TASK DESCRIPTION: Reproduce all of the material exactly as shown.

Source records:

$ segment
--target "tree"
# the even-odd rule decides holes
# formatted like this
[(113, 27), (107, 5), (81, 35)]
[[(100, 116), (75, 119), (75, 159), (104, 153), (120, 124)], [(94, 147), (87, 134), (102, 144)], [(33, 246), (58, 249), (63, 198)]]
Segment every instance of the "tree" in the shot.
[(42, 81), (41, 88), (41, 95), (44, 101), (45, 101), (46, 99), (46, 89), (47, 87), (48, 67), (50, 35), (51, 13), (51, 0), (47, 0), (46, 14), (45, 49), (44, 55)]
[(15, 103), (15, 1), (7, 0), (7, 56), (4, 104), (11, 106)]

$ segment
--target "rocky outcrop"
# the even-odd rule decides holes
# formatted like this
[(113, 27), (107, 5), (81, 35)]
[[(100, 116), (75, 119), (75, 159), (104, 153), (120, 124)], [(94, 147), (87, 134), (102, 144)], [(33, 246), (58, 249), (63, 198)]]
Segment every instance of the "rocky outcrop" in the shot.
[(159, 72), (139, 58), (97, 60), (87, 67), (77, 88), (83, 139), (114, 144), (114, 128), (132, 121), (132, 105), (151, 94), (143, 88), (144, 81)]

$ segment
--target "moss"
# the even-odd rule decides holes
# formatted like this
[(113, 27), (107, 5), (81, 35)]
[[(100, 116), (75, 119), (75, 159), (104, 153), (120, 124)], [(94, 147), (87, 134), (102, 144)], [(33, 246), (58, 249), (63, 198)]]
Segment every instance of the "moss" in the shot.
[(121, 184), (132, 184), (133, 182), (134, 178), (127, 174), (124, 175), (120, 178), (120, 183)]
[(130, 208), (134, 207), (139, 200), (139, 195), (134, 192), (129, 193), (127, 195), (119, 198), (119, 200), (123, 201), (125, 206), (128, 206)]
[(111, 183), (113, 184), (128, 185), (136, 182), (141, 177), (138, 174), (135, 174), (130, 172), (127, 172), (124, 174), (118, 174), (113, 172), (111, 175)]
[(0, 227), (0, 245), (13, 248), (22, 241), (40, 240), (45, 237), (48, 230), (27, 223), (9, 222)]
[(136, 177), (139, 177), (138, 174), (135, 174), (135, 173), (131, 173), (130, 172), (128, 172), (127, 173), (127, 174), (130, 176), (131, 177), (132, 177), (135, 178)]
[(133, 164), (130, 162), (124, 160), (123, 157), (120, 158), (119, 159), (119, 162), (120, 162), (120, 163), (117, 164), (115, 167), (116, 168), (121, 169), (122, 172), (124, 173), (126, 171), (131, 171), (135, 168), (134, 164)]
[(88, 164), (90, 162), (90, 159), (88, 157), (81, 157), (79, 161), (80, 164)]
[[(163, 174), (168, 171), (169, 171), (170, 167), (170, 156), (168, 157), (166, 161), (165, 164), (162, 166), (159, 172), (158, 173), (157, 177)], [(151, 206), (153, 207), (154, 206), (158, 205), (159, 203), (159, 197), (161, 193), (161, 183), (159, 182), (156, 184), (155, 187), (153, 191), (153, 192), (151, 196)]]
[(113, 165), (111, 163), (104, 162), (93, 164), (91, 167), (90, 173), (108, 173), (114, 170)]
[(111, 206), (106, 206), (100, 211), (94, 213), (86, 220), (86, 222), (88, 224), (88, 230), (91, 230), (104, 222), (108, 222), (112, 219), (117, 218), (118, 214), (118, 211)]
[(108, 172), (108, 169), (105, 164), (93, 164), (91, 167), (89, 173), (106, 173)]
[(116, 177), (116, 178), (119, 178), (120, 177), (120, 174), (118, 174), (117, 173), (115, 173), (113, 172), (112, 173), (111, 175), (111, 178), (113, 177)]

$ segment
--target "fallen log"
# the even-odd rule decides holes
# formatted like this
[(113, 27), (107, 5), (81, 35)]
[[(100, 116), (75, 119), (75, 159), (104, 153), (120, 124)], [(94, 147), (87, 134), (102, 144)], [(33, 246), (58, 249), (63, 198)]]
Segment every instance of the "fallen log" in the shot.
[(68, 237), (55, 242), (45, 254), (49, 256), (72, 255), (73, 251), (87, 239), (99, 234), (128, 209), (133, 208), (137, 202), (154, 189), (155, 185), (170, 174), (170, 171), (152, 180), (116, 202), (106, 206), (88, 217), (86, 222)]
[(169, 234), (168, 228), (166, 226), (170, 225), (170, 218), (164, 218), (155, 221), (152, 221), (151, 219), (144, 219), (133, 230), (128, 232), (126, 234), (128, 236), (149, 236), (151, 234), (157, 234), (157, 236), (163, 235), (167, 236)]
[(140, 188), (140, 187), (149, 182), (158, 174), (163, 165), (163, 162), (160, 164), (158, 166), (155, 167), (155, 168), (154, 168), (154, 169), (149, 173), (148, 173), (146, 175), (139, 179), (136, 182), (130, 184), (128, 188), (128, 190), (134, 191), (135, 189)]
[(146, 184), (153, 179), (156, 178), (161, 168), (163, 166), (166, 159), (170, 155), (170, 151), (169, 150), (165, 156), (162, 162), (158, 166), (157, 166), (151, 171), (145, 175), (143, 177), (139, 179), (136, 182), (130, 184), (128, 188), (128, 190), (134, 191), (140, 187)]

FINISHED EXERCISE:
$ segment
--target "tree"
# the even-odd rule decides holes
# formatted like this
[(113, 27), (107, 5), (81, 35)]
[[(100, 116), (75, 119), (75, 159), (104, 153), (120, 124)], [(94, 147), (87, 134), (102, 144)], [(33, 246), (58, 249), (63, 198)]]
Segment every instance of the "tree" in the shot.
[(42, 81), (41, 88), (41, 95), (44, 101), (45, 101), (46, 99), (46, 89), (47, 87), (48, 67), (50, 35), (51, 13), (51, 0), (47, 0), (46, 14), (45, 49), (44, 55)]
[(15, 103), (15, 1), (7, 0), (7, 56), (4, 104), (11, 106)]

$ segment
--target "rocky outcrop"
# the even-odd rule decides holes
# formatted like this
[(113, 27), (107, 5), (81, 35)]
[[(100, 116), (75, 119), (75, 159), (104, 153), (120, 124)], [(94, 147), (87, 134), (102, 144)], [(33, 246), (58, 249), (63, 198)]]
Segment every instance of the "rocky outcrop" in the shot.
[(159, 72), (139, 58), (97, 60), (87, 67), (77, 88), (83, 139), (114, 144), (114, 128), (132, 121), (132, 105), (151, 94), (143, 88), (144, 81)]

$ segment
--target "moss"
# the even-odd rule decides holes
# formatted like this
[(113, 27), (107, 5), (81, 35)]
[[(100, 116), (75, 119), (75, 159), (104, 153), (120, 124)], [(94, 147), (87, 134), (102, 144)], [(33, 246), (58, 249), (63, 198)]]
Segment every instance of the "moss" in the shot.
[(121, 184), (132, 184), (133, 182), (134, 178), (127, 174), (124, 175), (120, 178), (120, 183)]
[(130, 208), (134, 207), (139, 200), (139, 195), (134, 192), (129, 193), (127, 195), (119, 198), (119, 200), (123, 201), (125, 206), (128, 206)]
[(111, 183), (113, 184), (128, 185), (136, 182), (141, 177), (138, 174), (135, 174), (130, 172), (127, 172), (124, 174), (118, 174), (113, 172), (111, 175)]
[(0, 227), (0, 245), (13, 248), (22, 241), (40, 240), (45, 237), (48, 230), (27, 223), (9, 222)]
[(136, 177), (139, 177), (138, 174), (135, 174), (135, 173), (131, 173), (130, 172), (128, 172), (127, 173), (127, 174), (130, 176), (131, 177), (132, 177), (135, 178)]
[(133, 164), (130, 162), (124, 160), (123, 157), (120, 158), (119, 159), (119, 162), (120, 162), (120, 163), (117, 164), (115, 167), (116, 168), (121, 169), (122, 172), (124, 173), (126, 171), (131, 171), (135, 168), (134, 164)]
[(88, 164), (90, 162), (90, 159), (88, 157), (81, 157), (79, 161), (80, 164)]
[[(163, 174), (168, 171), (169, 171), (170, 167), (170, 156), (168, 157), (166, 161), (165, 164), (162, 166), (159, 172), (158, 173), (157, 177)], [(151, 206), (153, 207), (154, 206), (158, 205), (159, 203), (159, 197), (161, 193), (161, 183), (159, 182), (156, 184), (155, 187), (153, 191), (153, 192), (151, 196)]]
[(113, 165), (111, 163), (104, 162), (93, 164), (91, 167), (90, 173), (108, 173), (114, 170)]
[(111, 206), (106, 206), (100, 211), (94, 213), (86, 220), (86, 222), (88, 224), (88, 230), (91, 230), (104, 222), (108, 222), (112, 219), (117, 218), (118, 214), (118, 211)]
[(108, 172), (108, 169), (105, 164), (93, 164), (91, 167), (89, 173), (106, 173)]
[(116, 177), (116, 178), (119, 178), (120, 177), (120, 174), (118, 174), (117, 173), (115, 173), (113, 172), (112, 173), (111, 175), (111, 178), (113, 177)]

$ segment
--target "fallen log"
# the even-odd rule decides holes
# formatted like this
[(113, 27), (107, 5), (81, 35)]
[[(100, 116), (75, 119), (75, 159), (104, 153), (120, 124)], [(94, 147), (87, 134), (102, 144)], [(33, 246), (58, 249), (63, 198)]]
Segment every instance of the "fallen log" in the shot.
[(68, 237), (55, 242), (45, 254), (49, 256), (72, 255), (73, 251), (87, 239), (99, 234), (128, 209), (133, 208), (137, 202), (154, 189), (155, 185), (170, 174), (170, 171), (152, 180), (116, 202), (106, 206), (88, 217), (86, 222)]
[(169, 234), (168, 228), (166, 226), (170, 225), (170, 218), (164, 218), (155, 221), (152, 221), (151, 219), (144, 219), (133, 230), (128, 232), (126, 234), (128, 236), (149, 236), (151, 234), (157, 234), (157, 236), (163, 235), (167, 236)]
[(140, 188), (140, 187), (149, 182), (158, 174), (163, 165), (163, 162), (160, 164), (158, 166), (155, 167), (155, 168), (154, 168), (154, 169), (149, 173), (148, 173), (146, 175), (139, 179), (136, 182), (130, 184), (128, 188), (128, 190), (134, 191), (135, 189)]
[(146, 184), (153, 179), (156, 178), (161, 168), (163, 166), (166, 159), (170, 155), (170, 151), (169, 150), (165, 156), (162, 162), (158, 166), (157, 166), (151, 171), (145, 175), (143, 177), (139, 179), (136, 182), (130, 184), (128, 188), (128, 190), (134, 191), (140, 187)]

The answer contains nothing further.